Extract provided:
BEGIN

Elon Musk Won’t Be At Tech Titan Dinner At White House
President Donald Trump will welcome some of the world’s most powerful technology leaders to the White House Thursday night for an exclusive Rose Garden dinner, according to the administration.
The guest list includes Microsoft cofounder Bill Gates, Apple CEO Tim Cook, Meta CEO Mark Zuckerberg, Google cofounder Sergey Brin, Google CEO Sundar Pichai, Microsoft CEO Satya Nadella, OpenAI CEO Sam Altman and cofounder Greg Brockman, Oracle CEO Safra Catz, Blue Origin CEO David Limp, Micron CEO Sanjay Mehrotra, TIBCO chairman Vivek Ranadive, Palantir executive Shyam Sankar, Scale AI CEO Alexandr Wang, and Shift4 Payments CEO Jared Isaacman.
“The Rose Garden Club at the White House is the hottest place to be in Washington, or perhaps the world. The president looks forward to welcoming top business, political, and tech leaders for this dinner and the many dinners to come on the new, beautiful Rose Garden patio,” White House spokesman Davis Ingle said.
The dinner will follow a meeting of the First Lady’s Artificial Intelligence Education Task Force, chaired by Melania Trump, which is focused on expanding AI education opportunities for American students. Several of the dinner guests are expected to join the task force session earlier in the day.

END

Provided information:
BEGIN

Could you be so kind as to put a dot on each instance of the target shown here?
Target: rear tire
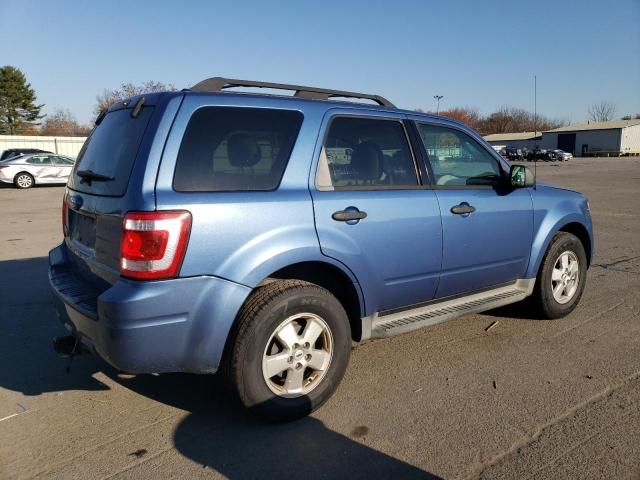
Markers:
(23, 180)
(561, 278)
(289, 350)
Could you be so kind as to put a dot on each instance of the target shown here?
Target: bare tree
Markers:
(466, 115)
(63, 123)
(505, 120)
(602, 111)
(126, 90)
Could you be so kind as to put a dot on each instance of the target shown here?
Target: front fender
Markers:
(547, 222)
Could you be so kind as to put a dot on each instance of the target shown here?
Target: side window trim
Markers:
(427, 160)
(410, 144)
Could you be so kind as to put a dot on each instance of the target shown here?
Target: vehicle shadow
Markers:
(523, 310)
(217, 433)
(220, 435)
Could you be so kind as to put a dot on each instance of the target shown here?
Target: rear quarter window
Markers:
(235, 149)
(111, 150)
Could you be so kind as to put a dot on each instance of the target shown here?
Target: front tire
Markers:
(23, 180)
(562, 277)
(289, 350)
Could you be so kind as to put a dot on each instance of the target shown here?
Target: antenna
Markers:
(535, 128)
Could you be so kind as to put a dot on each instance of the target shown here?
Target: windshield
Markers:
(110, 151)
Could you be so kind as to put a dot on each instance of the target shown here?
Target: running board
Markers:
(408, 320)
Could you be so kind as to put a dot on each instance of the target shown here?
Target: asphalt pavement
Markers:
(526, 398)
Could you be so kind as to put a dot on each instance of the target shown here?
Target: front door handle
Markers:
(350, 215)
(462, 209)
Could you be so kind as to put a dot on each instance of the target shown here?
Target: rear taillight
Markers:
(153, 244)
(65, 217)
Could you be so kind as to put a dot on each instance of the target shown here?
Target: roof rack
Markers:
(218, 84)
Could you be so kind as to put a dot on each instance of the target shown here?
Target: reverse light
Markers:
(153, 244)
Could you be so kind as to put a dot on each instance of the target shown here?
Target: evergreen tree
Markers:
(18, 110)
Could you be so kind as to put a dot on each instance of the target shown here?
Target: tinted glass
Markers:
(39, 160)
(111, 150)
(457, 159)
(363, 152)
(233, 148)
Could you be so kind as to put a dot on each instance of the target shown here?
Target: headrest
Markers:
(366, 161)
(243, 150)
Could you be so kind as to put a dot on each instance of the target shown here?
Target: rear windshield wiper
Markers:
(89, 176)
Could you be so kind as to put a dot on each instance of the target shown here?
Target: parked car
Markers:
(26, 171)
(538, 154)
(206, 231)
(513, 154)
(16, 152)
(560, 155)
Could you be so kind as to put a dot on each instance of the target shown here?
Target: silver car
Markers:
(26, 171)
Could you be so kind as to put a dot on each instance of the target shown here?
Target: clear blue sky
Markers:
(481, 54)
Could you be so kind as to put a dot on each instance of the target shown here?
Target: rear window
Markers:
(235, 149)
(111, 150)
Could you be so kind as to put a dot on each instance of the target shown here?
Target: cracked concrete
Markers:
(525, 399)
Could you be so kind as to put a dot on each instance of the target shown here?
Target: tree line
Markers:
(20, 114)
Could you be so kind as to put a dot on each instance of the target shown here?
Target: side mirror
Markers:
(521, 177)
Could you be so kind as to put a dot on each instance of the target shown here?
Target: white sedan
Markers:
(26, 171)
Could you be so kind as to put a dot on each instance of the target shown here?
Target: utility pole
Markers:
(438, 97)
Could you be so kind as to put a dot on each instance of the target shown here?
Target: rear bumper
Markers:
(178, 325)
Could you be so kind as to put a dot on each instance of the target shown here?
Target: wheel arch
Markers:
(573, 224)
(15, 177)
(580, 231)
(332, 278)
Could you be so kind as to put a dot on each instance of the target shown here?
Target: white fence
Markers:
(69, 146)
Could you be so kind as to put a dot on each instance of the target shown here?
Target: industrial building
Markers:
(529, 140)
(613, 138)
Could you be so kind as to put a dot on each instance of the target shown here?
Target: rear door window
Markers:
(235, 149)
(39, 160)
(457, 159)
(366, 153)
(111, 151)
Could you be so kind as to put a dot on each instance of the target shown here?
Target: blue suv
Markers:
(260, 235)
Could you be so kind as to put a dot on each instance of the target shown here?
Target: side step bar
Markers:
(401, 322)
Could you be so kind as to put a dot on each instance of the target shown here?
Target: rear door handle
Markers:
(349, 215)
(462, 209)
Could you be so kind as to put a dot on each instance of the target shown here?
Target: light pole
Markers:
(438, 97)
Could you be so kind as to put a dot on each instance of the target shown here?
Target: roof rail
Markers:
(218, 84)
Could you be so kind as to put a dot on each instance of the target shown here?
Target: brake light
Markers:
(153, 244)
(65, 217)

END

The task: Revise the passage of the article on the White House tech dinner that opens with the words "The guest list" and closes with "Davis Ingle said.", replacing "hottest" with "most sought-after". The listing can be set aside; it plays no part in this work.

Answer box:
The guest list includes Microsoft cofounder Bill Gates, Apple CEO Tim Cook, Meta CEO Mark Zuckerberg, Google cofounder Sergey Brin, Google CEO Sundar Pichai, Microsoft CEO Satya Nadella, OpenAI CEO Sam Altman and cofounder Greg Brockman, Oracle CEO Safra Catz, Blue Origin CEO David Limp, Micron CEO Sanjay Mehrotra, TIBCO chairman Vivek Ranadive, Palantir executive Shyam Sankar, Scale AI CEO Alexandr Wang, and Shift4 Payments CEO Jared Isaacman.
“The Rose Garden Club at the White House is the most sought-after place to be in Washington, or perhaps the world. The president looks forward to welcoming top business, political, and tech leaders for this dinner and the many dinners to come on the new, beautiful Rose Garden patio,” White House spokesman Davis Ingle said.